Text shown:

╭──

In 2010, the United States passed the Communications and Video Accessibility Act. This Act requires advanced communications and video broadcasting to be accessible to people who are deaf, blind and deaf-blind. Although the applicability of this Act to video game streams has not be questioned, video game systems are covered under this Act and in the future video game streams may be considered part of this as well. If that is the case, the ideas presented here may be useful for video streams to be compliant.
This paper is organized as follows. First, background information is given on the use of haptic cues in video games, the rise of internet video game streams, and the use of haptic feedback in video game research. Then an approach is described which could enhance online streams and haptic video game. Finally, future work and a conclusion are described.
2 History of Haptics in Games
Although vibration (or rumble as it was first known) is standard in modern day gaming systems, it has not always been present. The first mass release of a vibration unit to be used in video games was the Rumble Pack released for the Nintendo 64 in 1997 [1]. This add-on to the controller allowed developers to vibrate the controller when exciting things happened on the screen such as explosions, or when a car was traveling off the road. This innovation was released with the hopes that players would obtain a more realistic gameplay experience while using the device.
Just a few months after Nintendo released the Rumble Pack, Sony released the Dual Shock controller [2]. The Dual Shock controller was named because it contained a vibration motor located against the palm of each hand when holding the controller. This has become the standard location for vibration motors in current generation gaming systems such as the Xbox One and Dual Shock 4 (standard controller for the Playstation 4) which also contain this same design.

╰──

(Detection annotation records)
╭──

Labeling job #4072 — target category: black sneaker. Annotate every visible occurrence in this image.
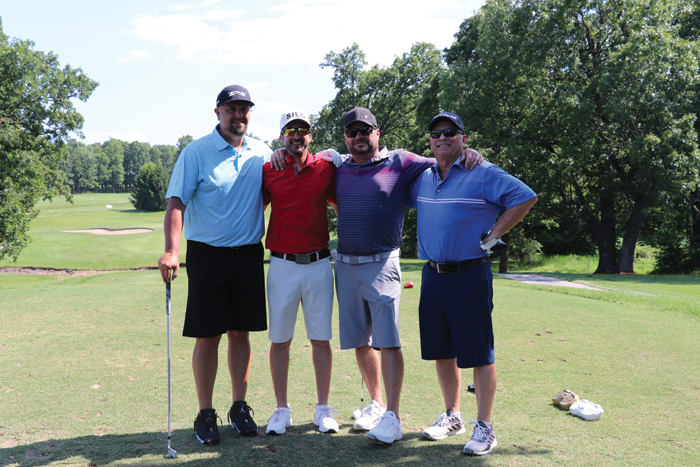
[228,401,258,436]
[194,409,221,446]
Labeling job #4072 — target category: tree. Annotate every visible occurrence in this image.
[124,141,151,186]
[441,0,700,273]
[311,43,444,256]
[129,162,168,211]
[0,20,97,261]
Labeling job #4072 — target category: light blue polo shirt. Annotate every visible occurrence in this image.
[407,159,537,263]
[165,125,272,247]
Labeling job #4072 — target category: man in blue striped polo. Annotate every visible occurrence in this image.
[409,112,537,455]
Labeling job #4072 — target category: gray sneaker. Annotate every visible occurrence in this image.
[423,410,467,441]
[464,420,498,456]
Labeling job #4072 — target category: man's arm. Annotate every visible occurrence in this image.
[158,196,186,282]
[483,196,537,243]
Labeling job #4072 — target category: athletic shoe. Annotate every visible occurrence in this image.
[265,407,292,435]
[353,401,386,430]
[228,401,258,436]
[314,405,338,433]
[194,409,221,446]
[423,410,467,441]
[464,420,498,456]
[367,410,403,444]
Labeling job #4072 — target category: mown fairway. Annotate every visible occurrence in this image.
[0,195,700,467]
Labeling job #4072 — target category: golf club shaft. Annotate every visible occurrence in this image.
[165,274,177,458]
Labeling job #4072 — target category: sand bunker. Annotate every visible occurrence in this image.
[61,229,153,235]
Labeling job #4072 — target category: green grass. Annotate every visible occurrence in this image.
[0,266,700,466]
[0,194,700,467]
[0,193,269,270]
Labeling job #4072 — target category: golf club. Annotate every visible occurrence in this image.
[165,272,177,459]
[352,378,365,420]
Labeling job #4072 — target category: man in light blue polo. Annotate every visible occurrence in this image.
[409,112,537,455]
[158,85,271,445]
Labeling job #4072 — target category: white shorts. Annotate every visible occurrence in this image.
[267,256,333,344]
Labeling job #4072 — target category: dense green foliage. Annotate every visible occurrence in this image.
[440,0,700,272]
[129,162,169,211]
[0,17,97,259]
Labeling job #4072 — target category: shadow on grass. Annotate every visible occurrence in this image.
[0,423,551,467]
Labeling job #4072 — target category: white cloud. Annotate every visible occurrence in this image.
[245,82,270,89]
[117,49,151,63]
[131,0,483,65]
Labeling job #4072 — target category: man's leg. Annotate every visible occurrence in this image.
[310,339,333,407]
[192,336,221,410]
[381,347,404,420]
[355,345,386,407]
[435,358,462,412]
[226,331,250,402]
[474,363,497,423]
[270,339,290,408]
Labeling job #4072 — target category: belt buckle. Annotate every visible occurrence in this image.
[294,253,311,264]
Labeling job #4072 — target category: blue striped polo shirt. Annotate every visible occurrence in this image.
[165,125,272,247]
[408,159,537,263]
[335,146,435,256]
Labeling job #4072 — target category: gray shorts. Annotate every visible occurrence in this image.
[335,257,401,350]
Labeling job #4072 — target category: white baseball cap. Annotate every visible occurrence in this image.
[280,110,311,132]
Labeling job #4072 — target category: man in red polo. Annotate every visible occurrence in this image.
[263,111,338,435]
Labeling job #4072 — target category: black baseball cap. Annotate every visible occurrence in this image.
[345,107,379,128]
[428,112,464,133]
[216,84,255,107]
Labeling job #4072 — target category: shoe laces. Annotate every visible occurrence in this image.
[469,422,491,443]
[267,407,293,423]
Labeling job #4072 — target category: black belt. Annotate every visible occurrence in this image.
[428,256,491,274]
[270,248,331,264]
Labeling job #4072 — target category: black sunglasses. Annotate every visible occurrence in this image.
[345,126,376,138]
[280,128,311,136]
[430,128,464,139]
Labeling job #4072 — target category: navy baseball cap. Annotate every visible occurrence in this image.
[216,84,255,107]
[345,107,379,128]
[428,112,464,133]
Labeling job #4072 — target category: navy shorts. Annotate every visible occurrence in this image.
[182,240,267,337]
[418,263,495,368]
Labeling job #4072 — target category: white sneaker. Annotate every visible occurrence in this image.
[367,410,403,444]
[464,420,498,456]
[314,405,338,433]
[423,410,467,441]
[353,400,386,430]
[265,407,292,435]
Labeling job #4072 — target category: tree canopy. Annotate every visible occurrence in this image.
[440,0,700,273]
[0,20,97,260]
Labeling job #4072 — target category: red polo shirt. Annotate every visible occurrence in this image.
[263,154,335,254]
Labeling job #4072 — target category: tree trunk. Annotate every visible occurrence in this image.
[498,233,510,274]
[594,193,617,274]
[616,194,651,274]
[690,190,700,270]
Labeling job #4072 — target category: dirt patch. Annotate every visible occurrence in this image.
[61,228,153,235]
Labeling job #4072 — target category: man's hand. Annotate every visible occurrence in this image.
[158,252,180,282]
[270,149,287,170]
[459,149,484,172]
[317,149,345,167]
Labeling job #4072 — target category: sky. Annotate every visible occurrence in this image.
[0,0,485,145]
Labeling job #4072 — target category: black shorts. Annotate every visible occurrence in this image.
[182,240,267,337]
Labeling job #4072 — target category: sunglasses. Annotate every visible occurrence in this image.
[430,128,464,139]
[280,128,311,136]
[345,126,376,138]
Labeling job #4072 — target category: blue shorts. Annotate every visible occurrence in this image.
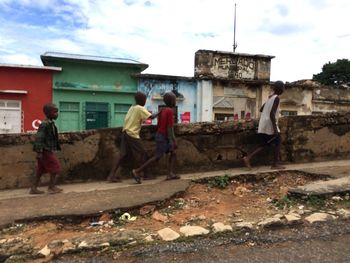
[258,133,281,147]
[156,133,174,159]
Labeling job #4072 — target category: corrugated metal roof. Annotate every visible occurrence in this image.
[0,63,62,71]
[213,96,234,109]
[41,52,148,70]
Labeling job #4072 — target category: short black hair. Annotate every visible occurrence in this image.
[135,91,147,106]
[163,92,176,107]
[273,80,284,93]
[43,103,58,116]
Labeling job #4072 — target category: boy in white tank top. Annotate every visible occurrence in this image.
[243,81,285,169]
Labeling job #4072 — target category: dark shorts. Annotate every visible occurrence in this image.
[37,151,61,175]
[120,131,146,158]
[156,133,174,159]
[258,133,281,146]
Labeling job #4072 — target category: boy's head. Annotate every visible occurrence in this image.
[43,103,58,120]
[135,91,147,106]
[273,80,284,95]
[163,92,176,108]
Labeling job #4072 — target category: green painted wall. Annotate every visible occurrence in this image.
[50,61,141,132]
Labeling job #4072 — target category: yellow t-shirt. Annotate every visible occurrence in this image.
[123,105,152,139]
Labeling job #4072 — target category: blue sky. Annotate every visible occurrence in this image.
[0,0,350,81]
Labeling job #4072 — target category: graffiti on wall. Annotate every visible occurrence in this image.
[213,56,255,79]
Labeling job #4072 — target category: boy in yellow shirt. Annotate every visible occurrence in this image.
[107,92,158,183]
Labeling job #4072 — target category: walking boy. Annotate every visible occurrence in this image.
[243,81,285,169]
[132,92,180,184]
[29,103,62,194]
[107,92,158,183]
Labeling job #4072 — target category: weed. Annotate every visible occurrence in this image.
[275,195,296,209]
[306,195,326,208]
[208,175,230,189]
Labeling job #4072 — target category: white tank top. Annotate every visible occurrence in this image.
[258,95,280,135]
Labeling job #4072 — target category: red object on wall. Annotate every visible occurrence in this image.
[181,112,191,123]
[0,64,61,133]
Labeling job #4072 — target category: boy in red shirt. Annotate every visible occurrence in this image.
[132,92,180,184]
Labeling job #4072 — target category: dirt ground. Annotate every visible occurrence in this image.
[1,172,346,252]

╰──

Required tasks:
- 1) List every gaming hardware product (console, controller, or controller add-on) named in the passage on haptics in games.
- 2) Answer these questions using the passage on haptics in games:
(a) In what year did the United States pass the Communications and Video Accessibility Act?
(b) What was the first mass-released vibration unit for video games, and in what year was it released?
(c) According to the passage, why was the Dual Shock controller given that name?
- 3) Condense the paragraph of the passage on haptics in games that begins "Although vibration (or rumble as it was first known)" into a short bulleted list that keeps its main facts.

Solved tasks:
- 1)
- Nintendo 64
- Rumble Pack
- Dual Shock controller
- Xbox One
- Dual Shock 4
- Playstation 4

- 2)
(a) 2010.
(b) The Rumble Pack for the Nintendo 64, released in 1997.
(c) It contained a vibration motor located against the palm of each hand when holding the controller.

- 3)
- Vibration, first known as rumble, is standard in modern gaming systems but was not always present.
- The first mass-released vibration unit for video games was the Rumble Pack for the Nintendo 64, released in 1997.
- This controller add-on let developers vibrate the controller during exciting on-screen events, such as explosions or a car leaving the road.
- It was released in the hope of giving players a more realistic gameplay experience.